Recorded data:
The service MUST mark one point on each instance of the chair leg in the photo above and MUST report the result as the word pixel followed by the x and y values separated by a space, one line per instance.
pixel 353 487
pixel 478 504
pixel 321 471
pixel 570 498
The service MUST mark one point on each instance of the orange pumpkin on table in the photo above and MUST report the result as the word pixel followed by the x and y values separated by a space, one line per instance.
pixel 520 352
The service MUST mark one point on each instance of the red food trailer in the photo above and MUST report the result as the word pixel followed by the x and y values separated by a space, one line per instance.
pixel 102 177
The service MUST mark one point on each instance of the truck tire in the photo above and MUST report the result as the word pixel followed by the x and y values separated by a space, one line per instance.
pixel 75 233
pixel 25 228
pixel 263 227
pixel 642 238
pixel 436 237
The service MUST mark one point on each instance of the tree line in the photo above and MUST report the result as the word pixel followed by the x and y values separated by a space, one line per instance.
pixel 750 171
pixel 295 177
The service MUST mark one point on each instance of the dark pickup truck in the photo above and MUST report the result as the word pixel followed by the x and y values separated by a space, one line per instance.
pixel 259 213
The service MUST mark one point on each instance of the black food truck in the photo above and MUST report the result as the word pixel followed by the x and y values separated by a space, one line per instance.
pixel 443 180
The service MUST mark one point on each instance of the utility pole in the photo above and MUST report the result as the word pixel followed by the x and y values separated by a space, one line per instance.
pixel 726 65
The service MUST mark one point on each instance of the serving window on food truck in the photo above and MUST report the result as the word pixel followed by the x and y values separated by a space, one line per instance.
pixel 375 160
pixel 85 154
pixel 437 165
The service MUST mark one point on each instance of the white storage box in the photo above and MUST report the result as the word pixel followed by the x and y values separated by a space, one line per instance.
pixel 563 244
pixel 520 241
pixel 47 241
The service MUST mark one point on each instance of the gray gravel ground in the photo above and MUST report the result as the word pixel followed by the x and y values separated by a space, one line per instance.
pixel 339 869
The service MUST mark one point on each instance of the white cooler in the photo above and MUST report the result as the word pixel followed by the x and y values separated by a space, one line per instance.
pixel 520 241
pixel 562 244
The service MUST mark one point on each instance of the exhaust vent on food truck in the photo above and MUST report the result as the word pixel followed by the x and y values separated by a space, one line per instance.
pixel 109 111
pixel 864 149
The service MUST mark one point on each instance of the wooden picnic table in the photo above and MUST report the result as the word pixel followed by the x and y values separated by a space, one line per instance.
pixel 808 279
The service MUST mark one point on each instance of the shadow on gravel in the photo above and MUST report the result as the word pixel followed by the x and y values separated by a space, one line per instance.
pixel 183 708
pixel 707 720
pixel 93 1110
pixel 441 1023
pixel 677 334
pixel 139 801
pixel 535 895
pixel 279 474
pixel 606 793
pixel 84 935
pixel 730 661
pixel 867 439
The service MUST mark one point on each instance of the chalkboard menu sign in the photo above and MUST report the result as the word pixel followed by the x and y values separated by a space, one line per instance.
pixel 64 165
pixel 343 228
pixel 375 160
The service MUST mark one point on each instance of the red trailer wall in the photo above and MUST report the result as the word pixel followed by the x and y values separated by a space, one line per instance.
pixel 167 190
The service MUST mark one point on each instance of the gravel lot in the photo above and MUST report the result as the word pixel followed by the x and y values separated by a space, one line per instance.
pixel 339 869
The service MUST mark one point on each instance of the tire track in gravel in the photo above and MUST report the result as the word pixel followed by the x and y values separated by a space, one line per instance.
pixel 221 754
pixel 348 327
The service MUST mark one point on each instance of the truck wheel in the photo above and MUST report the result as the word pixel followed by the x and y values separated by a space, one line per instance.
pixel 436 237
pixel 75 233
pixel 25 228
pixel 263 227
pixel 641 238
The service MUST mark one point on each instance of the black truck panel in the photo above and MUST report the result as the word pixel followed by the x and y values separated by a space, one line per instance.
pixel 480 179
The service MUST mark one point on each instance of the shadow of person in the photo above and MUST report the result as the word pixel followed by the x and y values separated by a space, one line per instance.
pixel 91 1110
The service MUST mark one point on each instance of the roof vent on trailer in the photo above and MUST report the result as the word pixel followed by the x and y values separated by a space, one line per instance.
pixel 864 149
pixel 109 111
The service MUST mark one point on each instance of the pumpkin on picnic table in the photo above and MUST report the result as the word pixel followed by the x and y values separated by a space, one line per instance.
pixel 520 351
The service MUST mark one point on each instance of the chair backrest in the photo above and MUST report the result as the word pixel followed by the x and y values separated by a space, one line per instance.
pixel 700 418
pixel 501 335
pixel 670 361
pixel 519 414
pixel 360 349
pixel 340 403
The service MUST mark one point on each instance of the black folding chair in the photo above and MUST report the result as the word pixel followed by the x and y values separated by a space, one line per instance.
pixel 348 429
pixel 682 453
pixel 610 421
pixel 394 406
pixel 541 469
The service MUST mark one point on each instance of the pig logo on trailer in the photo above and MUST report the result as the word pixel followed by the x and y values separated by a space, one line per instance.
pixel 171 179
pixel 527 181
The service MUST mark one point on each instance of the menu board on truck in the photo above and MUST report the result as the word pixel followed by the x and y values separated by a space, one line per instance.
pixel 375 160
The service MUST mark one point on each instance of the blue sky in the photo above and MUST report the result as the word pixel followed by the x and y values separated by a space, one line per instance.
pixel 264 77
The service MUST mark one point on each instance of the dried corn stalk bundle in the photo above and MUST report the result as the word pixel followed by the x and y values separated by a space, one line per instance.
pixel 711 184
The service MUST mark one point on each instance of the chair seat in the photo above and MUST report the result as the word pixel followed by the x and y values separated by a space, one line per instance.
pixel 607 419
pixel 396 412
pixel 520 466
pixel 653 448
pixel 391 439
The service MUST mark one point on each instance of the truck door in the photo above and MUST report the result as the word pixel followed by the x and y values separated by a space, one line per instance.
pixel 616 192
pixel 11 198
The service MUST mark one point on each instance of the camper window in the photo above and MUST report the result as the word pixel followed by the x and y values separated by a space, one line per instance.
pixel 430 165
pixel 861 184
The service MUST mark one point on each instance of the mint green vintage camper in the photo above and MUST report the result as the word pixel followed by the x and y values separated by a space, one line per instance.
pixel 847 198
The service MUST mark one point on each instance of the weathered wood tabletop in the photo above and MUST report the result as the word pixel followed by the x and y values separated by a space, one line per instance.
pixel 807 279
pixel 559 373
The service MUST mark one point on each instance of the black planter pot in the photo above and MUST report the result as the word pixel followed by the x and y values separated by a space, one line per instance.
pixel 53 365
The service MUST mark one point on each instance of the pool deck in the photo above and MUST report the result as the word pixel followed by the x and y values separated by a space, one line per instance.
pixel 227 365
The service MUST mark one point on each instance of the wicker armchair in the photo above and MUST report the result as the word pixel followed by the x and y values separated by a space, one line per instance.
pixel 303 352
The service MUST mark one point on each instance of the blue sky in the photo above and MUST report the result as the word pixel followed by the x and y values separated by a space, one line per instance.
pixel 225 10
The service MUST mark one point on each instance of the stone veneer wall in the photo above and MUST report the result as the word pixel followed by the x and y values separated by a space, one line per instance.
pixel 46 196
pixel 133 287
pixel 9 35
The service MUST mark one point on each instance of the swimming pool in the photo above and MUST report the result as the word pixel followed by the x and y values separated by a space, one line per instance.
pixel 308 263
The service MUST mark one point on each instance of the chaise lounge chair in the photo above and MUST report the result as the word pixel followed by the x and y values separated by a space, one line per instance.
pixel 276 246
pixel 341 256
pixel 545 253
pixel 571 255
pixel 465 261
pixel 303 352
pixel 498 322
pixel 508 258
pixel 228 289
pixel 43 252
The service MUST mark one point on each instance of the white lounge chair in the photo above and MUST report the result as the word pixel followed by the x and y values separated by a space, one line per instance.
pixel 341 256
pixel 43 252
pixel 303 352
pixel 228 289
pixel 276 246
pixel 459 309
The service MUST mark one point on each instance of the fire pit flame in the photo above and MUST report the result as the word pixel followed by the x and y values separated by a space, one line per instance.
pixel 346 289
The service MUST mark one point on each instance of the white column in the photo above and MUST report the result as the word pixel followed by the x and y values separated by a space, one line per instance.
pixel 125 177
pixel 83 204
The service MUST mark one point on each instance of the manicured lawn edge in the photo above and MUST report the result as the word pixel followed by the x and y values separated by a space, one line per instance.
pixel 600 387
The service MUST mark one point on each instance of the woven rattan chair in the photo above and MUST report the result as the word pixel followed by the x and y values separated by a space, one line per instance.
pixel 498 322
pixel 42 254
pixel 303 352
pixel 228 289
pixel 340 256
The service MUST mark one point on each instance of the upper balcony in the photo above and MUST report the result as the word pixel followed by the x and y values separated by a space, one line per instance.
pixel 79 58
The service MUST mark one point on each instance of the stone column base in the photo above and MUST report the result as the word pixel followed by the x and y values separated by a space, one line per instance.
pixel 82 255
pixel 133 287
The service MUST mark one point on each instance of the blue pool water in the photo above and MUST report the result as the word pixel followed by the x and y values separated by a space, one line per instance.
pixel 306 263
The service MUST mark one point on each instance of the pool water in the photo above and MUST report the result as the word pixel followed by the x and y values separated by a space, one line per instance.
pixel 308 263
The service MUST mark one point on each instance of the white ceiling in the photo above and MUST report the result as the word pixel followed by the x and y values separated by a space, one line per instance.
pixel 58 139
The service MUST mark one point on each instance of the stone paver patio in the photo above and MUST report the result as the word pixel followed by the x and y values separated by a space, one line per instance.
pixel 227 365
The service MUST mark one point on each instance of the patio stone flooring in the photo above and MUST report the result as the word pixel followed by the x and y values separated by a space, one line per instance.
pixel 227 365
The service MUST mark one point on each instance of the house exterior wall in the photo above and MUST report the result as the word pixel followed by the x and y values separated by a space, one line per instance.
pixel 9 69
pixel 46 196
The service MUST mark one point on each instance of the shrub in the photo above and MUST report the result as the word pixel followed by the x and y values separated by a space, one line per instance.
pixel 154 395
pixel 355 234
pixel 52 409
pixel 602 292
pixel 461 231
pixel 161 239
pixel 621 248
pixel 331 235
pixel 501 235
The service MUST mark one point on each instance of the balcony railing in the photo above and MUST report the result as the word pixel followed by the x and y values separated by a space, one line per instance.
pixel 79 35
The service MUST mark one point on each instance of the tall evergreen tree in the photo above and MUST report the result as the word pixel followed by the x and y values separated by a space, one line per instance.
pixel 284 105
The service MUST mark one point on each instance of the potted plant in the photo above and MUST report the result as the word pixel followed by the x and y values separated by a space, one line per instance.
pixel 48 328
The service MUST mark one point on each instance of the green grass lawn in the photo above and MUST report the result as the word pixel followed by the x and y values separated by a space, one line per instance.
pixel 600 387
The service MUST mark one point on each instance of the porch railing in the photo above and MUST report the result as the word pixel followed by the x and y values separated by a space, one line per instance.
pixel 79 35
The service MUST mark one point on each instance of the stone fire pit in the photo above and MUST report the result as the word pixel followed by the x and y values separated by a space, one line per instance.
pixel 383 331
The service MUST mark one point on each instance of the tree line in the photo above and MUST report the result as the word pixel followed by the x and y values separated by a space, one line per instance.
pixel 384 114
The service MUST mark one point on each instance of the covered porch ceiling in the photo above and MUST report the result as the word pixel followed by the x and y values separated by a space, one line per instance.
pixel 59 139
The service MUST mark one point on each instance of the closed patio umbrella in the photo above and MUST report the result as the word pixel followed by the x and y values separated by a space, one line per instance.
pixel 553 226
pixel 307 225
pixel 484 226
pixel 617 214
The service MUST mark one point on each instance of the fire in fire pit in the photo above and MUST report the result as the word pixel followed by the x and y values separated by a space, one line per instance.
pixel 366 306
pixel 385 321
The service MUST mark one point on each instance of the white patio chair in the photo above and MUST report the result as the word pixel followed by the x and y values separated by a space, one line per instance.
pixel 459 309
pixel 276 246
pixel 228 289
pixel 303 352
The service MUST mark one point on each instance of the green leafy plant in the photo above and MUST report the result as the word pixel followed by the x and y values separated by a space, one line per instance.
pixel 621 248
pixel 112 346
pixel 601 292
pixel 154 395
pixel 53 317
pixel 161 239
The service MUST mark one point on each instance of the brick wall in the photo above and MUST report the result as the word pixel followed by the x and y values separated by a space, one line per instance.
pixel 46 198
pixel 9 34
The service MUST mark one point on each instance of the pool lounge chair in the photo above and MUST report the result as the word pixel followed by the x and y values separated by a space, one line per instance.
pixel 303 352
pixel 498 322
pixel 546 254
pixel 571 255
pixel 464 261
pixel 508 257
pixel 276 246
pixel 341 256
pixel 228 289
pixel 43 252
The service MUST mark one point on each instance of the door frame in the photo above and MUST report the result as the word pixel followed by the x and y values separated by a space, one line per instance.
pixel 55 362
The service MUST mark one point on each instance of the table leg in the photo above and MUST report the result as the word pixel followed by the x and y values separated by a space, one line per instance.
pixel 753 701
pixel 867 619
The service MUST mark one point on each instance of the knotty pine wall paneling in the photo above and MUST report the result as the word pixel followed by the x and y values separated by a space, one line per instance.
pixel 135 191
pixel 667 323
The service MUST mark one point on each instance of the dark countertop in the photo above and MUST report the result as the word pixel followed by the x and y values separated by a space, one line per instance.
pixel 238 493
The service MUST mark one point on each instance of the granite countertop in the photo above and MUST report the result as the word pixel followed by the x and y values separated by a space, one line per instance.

Short exercise:
Transcribe the lines above without any change, from the first line through the line containing "pixel 570 498", including both.

Result below:
The service MUST mark one point on each instance of the chair leg in the photo above and MUST report the result as the word pixel followed by the x and y values separated by a space, one line per instance.
pixel 353 487
pixel 478 504
pixel 321 471
pixel 570 498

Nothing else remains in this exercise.